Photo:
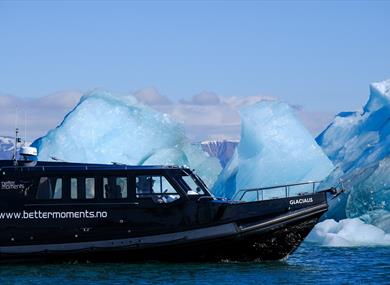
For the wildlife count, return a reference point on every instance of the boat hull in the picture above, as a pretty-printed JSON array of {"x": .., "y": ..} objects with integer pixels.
[{"x": 264, "y": 239}]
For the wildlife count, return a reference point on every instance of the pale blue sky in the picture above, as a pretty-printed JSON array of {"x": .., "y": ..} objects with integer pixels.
[{"x": 321, "y": 55}]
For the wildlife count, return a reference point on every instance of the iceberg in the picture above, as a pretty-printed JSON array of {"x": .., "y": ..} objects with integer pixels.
[
  {"x": 107, "y": 128},
  {"x": 348, "y": 233},
  {"x": 358, "y": 143},
  {"x": 274, "y": 149}
]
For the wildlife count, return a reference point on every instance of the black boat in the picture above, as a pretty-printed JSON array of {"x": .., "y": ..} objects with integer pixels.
[{"x": 101, "y": 212}]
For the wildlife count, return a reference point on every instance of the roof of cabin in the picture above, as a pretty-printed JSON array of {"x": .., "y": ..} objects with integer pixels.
[{"x": 71, "y": 166}]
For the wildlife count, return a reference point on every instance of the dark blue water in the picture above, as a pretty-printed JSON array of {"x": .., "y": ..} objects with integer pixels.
[{"x": 310, "y": 264}]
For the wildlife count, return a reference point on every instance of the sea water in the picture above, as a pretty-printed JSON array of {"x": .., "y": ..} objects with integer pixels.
[{"x": 310, "y": 264}]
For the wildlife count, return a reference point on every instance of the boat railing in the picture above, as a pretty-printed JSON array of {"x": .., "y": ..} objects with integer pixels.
[{"x": 283, "y": 191}]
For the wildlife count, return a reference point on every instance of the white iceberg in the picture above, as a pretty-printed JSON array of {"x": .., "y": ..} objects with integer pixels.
[
  {"x": 274, "y": 149},
  {"x": 348, "y": 233},
  {"x": 106, "y": 128}
]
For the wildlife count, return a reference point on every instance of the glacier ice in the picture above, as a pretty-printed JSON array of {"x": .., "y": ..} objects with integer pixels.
[
  {"x": 106, "y": 128},
  {"x": 358, "y": 143},
  {"x": 274, "y": 149},
  {"x": 348, "y": 233}
]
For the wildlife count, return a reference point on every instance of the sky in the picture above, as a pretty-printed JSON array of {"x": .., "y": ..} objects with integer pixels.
[{"x": 319, "y": 55}]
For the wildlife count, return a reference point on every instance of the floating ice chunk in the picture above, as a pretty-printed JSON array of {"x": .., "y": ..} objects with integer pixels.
[
  {"x": 274, "y": 149},
  {"x": 348, "y": 233},
  {"x": 379, "y": 96},
  {"x": 105, "y": 128},
  {"x": 359, "y": 146}
]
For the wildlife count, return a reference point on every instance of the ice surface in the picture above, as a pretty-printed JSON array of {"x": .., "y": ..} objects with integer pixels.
[
  {"x": 348, "y": 233},
  {"x": 274, "y": 149},
  {"x": 106, "y": 128},
  {"x": 359, "y": 146}
]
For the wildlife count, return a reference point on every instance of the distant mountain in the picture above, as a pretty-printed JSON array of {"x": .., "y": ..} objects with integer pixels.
[
  {"x": 7, "y": 146},
  {"x": 223, "y": 150}
]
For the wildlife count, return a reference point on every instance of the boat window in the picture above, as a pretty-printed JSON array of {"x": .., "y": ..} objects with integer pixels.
[
  {"x": 82, "y": 188},
  {"x": 49, "y": 188},
  {"x": 114, "y": 187},
  {"x": 192, "y": 187},
  {"x": 157, "y": 188}
]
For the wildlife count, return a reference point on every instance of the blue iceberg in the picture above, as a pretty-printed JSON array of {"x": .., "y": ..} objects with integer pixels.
[
  {"x": 107, "y": 128},
  {"x": 358, "y": 143},
  {"x": 275, "y": 149}
]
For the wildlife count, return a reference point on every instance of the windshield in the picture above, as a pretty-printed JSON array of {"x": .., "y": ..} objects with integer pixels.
[{"x": 193, "y": 186}]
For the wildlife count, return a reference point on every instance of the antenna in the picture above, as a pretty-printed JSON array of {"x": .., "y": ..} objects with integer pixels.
[
  {"x": 25, "y": 128},
  {"x": 16, "y": 145}
]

§ §

# Activity
Images stay out; the entries above are to be printed exactly.

# Answer section
Photo:
For the wildlife count, return a reference point on every instance of the boat hull in the picture above, as a pretty-printed JSON array of {"x": .., "y": ..} objects with integer pixels.
[{"x": 264, "y": 239}]
For the wildlife count, return a reference point on every instance of the pale blue sky in the picture above, as a pretty-printed JSON array of {"x": .., "y": ..} objects with integer pixels.
[{"x": 321, "y": 55}]
For the wildlife count, return a reference point on every instance of the iceberg in the picture above, as a pretty-printed JSON array of {"x": .., "y": ..} objects with integer pixels.
[
  {"x": 107, "y": 128},
  {"x": 348, "y": 233},
  {"x": 358, "y": 143},
  {"x": 274, "y": 149}
]
For the wildlife count, return a reference point on every instance of the black boat in the picture above, as a pretty-printed JSON array of {"x": .., "y": ..} objects with integer pixels.
[{"x": 101, "y": 212}]
For the wildlife count, return a reference point on every instance of the roof of cabin in the picture above, as a pretty-printed JSON array of {"x": .., "y": ..} objects with integer pixels.
[{"x": 71, "y": 166}]
For the wildlife count, return a reference point on every instance of the dark blue water in the picture above, as a pretty-printed JSON array of {"x": .., "y": ..} objects with integer pixels.
[{"x": 310, "y": 264}]
For the wildlife count, return a reference point on every instance of the sea water in the picture above, as a pretty-printed JSON array of {"x": .., "y": ..} objects with integer pixels.
[{"x": 310, "y": 264}]
For the wildlife count, return a reference point on every instance of the boat railing in the picture above, as a pretty-printed JSON array of {"x": .., "y": ..} objects with integer pixels.
[{"x": 283, "y": 191}]
For the wildlife count, return a reference point on every instance of the white iceberg in the picture above, as a pretty-printed JSON array of {"x": .., "y": ..} objects with integer pixels.
[
  {"x": 274, "y": 149},
  {"x": 348, "y": 233},
  {"x": 106, "y": 128}
]
For the wildlife count, return a reference point on every instance of the glacier ice in the picture above, as a pretty-printed JSON array of {"x": .., "y": ..} objects with integer pixels.
[
  {"x": 106, "y": 128},
  {"x": 358, "y": 143},
  {"x": 274, "y": 149},
  {"x": 348, "y": 233}
]
For the wildlife count, return a reference point on every instance of the sky in the picture above, as a pretty-printed JSON array of {"x": .., "y": ..} objects with integer pixels.
[{"x": 319, "y": 55}]
For the wildlife count, return a reference point on every instance of the floating ice chunk in the picture above, as a pretty-printed JSON array of {"x": .., "y": ..} objects with integer pixels.
[
  {"x": 274, "y": 149},
  {"x": 348, "y": 233},
  {"x": 379, "y": 96},
  {"x": 105, "y": 128},
  {"x": 359, "y": 146}
]
For the wildlife count, return a reference point on every instance of the ice surface in the picture above, as a pretty-printed JSON array of {"x": .., "y": ..} objects with integer pixels.
[
  {"x": 348, "y": 233},
  {"x": 274, "y": 149},
  {"x": 106, "y": 128},
  {"x": 359, "y": 146}
]
For the wildlife count, return a reference point on every instance of the distant mountain in the picture above, as a pretty-printed JSON array of {"x": .., "y": ..} objects with integer pixels.
[
  {"x": 7, "y": 146},
  {"x": 223, "y": 150}
]
For the wildlife count, return a reference point on every instance of the boat window in the picture above, as a pretty-printed JSON array of {"x": .., "y": ..} objects with integer pixels.
[
  {"x": 82, "y": 188},
  {"x": 49, "y": 188},
  {"x": 114, "y": 187},
  {"x": 192, "y": 187},
  {"x": 157, "y": 188}
]
For the wildlife count, return a reference point on every instance of the blue iceberg in the picture above, as a pretty-printed JSON array of {"x": .., "y": ..} objects with integer pixels.
[
  {"x": 107, "y": 128},
  {"x": 358, "y": 143},
  {"x": 275, "y": 149}
]
For the wildlife count, return a reference point on every instance of the windshield in the picture above, as a pretty-printed JSON array of {"x": .., "y": ..} objects with integer pixels.
[{"x": 193, "y": 186}]
For the wildlife count, return a reference point on every instance of the antenna in the picture above, as a pretty-printed JSON array of {"x": .., "y": ..} objects with integer pixels.
[
  {"x": 25, "y": 128},
  {"x": 16, "y": 145}
]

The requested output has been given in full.